PROVIDED DATA Block Start

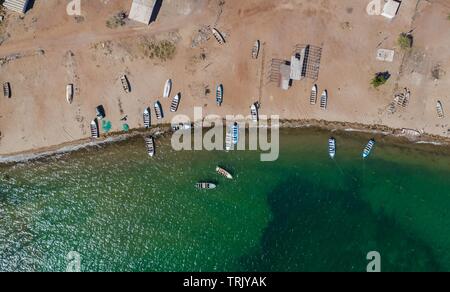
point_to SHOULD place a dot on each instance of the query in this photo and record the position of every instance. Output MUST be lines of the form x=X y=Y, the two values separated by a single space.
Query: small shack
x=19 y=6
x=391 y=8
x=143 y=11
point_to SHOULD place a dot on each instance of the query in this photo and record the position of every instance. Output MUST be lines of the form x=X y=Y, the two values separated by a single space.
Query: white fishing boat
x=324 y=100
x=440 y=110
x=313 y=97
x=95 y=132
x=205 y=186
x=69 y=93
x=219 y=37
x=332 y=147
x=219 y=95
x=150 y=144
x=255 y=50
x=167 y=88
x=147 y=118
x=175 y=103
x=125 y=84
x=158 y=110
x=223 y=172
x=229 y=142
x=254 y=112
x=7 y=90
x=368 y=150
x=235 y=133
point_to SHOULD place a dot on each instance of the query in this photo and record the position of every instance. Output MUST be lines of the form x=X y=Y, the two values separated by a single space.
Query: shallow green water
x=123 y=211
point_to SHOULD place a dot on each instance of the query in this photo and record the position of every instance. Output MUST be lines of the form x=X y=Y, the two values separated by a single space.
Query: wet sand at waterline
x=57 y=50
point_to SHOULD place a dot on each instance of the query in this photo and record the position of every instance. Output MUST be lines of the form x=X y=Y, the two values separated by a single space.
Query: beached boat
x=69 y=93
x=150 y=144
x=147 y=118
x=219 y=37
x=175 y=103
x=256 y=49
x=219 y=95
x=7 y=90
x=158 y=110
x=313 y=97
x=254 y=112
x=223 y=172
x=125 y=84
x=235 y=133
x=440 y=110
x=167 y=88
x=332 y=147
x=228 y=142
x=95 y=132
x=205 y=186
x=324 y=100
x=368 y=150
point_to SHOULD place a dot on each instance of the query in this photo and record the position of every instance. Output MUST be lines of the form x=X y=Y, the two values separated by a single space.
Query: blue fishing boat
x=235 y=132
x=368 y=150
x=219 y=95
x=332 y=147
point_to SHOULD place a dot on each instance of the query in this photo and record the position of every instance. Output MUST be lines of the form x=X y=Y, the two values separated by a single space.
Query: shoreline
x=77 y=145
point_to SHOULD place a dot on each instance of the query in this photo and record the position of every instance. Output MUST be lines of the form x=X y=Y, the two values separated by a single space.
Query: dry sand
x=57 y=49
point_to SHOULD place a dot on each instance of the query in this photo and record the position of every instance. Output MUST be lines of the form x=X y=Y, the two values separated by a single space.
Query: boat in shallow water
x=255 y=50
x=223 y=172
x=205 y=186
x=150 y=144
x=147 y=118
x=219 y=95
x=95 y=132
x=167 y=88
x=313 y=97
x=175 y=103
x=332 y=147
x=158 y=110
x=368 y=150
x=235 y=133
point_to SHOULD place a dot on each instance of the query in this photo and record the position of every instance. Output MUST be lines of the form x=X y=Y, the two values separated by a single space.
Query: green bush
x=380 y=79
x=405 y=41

PROVIDED DATA Block End
PROVIDED DATA Block Start

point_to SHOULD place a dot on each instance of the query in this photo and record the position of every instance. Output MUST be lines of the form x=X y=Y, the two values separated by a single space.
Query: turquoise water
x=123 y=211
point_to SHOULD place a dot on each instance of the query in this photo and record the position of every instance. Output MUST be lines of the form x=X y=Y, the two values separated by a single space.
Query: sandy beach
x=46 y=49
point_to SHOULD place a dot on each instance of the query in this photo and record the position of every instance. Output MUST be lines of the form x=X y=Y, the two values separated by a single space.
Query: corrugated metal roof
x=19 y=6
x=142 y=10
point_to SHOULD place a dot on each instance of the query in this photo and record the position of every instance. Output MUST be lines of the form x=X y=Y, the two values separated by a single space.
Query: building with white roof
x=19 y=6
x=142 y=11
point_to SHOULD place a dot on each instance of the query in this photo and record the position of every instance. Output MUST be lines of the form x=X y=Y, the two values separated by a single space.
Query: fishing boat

PROVIDED DATA Block End

_REQUIRED WORK_.
Everything above from the line containing "Query: corrugated metal roof" down to the line containing "Query: fishing boat" should be copied exactly, both end lines included, and nothing else.

_EXERCISE SOLUTION_.
Query: corrugated metal roof
x=19 y=6
x=142 y=10
point_to SHOULD place a dot on each instance of the query in this photo and record the position of every instance. Output MUST be lines of the form x=X y=Y, the two values separated by a single space.
Query: building with white roof
x=19 y=6
x=142 y=11
point_to SHOULD place a dot on each instance of the query in this photo and record the position of every instance. Output MUST be lines of the form x=X y=Y, the two values separated by a single space.
Query: fishing boat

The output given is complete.